╭──

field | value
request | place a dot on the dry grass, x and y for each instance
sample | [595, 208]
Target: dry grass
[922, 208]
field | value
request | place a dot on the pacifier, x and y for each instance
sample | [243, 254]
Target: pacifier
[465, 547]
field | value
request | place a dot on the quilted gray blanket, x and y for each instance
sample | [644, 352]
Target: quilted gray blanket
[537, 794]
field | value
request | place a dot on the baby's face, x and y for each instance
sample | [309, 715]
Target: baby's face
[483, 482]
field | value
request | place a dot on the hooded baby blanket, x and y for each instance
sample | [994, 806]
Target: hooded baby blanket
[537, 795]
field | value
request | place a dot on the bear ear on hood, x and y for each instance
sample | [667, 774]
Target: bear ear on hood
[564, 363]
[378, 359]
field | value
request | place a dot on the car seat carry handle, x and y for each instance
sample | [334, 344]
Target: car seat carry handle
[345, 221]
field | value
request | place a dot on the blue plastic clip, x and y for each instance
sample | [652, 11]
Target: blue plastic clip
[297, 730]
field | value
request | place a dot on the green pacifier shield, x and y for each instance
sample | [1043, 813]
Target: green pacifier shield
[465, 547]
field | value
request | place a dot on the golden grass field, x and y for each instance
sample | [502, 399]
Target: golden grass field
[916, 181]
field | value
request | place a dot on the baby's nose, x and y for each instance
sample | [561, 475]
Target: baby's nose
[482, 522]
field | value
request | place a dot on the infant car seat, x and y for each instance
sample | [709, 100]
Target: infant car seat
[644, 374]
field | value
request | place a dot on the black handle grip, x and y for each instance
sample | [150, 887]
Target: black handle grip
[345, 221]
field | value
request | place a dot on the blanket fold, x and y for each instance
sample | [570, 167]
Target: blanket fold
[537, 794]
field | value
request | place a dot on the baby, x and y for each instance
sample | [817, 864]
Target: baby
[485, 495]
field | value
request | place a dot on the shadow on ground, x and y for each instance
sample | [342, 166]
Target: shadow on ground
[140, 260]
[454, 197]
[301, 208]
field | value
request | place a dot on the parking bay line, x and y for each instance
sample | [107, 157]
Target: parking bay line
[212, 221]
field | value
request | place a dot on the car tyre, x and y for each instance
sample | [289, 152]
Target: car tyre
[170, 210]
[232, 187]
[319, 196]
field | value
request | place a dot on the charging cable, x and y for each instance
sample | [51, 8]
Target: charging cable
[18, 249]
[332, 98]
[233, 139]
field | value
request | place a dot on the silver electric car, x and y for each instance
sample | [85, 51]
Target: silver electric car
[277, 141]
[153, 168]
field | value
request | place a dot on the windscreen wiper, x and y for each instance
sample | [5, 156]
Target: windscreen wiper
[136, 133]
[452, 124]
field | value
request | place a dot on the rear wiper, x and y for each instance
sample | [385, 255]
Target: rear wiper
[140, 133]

╰──

**Work to do:**
Reproduce each entry word for word.

**The answer:**
field | value
request | place a dot on the dry grass, x and y for each instance
sample | [595, 208]
Target: dry grass
[922, 208]
field | value
request | place a dot on the pacifier, x and y for each instance
sample | [243, 254]
Target: pacifier
[465, 547]
field | value
request | place a dot on the quilted gray blanket, x and y for each instance
sample | [644, 352]
Target: quilted gray blanket
[537, 794]
field | value
request | place a dot on the baby's face, x and y for each instance
sample | [309, 715]
Target: baby's face
[483, 482]
field | value
request | place a dot on the hooded baby blanket, x and y for each instance
sample | [994, 806]
Target: hooded baby blanket
[537, 795]
field | value
request | place a dot on the bear ear on hood, x and y for each instance
sample | [667, 774]
Target: bear ear on hood
[564, 363]
[378, 359]
field | value
request | place a dot on the car seat carry handle, x and y for each instance
sample | [334, 344]
Target: car seat carry handle
[345, 221]
field | value
request | place a dot on the blue plastic clip, x and y for each instance
sample | [652, 11]
Target: blue plastic clip
[297, 730]
field | value
request | place a dot on the green pacifier shield, x and y for each instance
sample | [1043, 813]
Target: green pacifier shield
[465, 547]
field | value
request | place a dot on the golden grass field, x and y for each instance
sample | [502, 399]
Target: golden grass field
[916, 181]
field | value
request | place a dot on the baby's nose, x and y for each instance
sample | [561, 475]
Target: baby's nose
[482, 522]
field | value
request | place a dot on the infant car seat, x and y for each instance
sample | [709, 100]
Target: infant car seat
[644, 374]
field | value
request | place a dot on the black handle grip, x and y for each instance
sample | [150, 887]
Target: black handle grip
[345, 221]
field | value
request | place a dot on the blanket fold, x and y for each instance
sample | [570, 167]
Target: blanket fold
[537, 794]
field | value
request | place a dot on the baby, x and y for each instance
sample | [817, 864]
Target: baby
[485, 495]
field | value
request | place a dot on the shadow on ground, x and y for each instance
sample | [342, 166]
Target: shadow on ground
[140, 260]
[454, 197]
[301, 208]
field | value
request | place a dot on the parking bay line, x and y for each instance
sample | [107, 157]
Target: parking bay line
[212, 221]
field | value
request | place a dot on the car tyre, x and y for each instance
sample | [289, 152]
Target: car tyre
[170, 210]
[232, 187]
[319, 196]
field | value
request | place a dot on the charging cable, x and y for each instance
sample | [51, 8]
Target: charging cable
[18, 249]
[332, 98]
[233, 139]
field | value
request | place a dot on the silver electric car, x and y for each instance
sample | [85, 51]
Target: silver electric car
[277, 141]
[153, 168]
field | value
request | place a dot on the windscreen wiper, x and y for each instance
sample | [5, 156]
Target: windscreen wiper
[136, 133]
[452, 124]
field | value
request | place a dot on the rear wiper, x and y for each instance
sample | [385, 255]
Target: rear wiper
[140, 133]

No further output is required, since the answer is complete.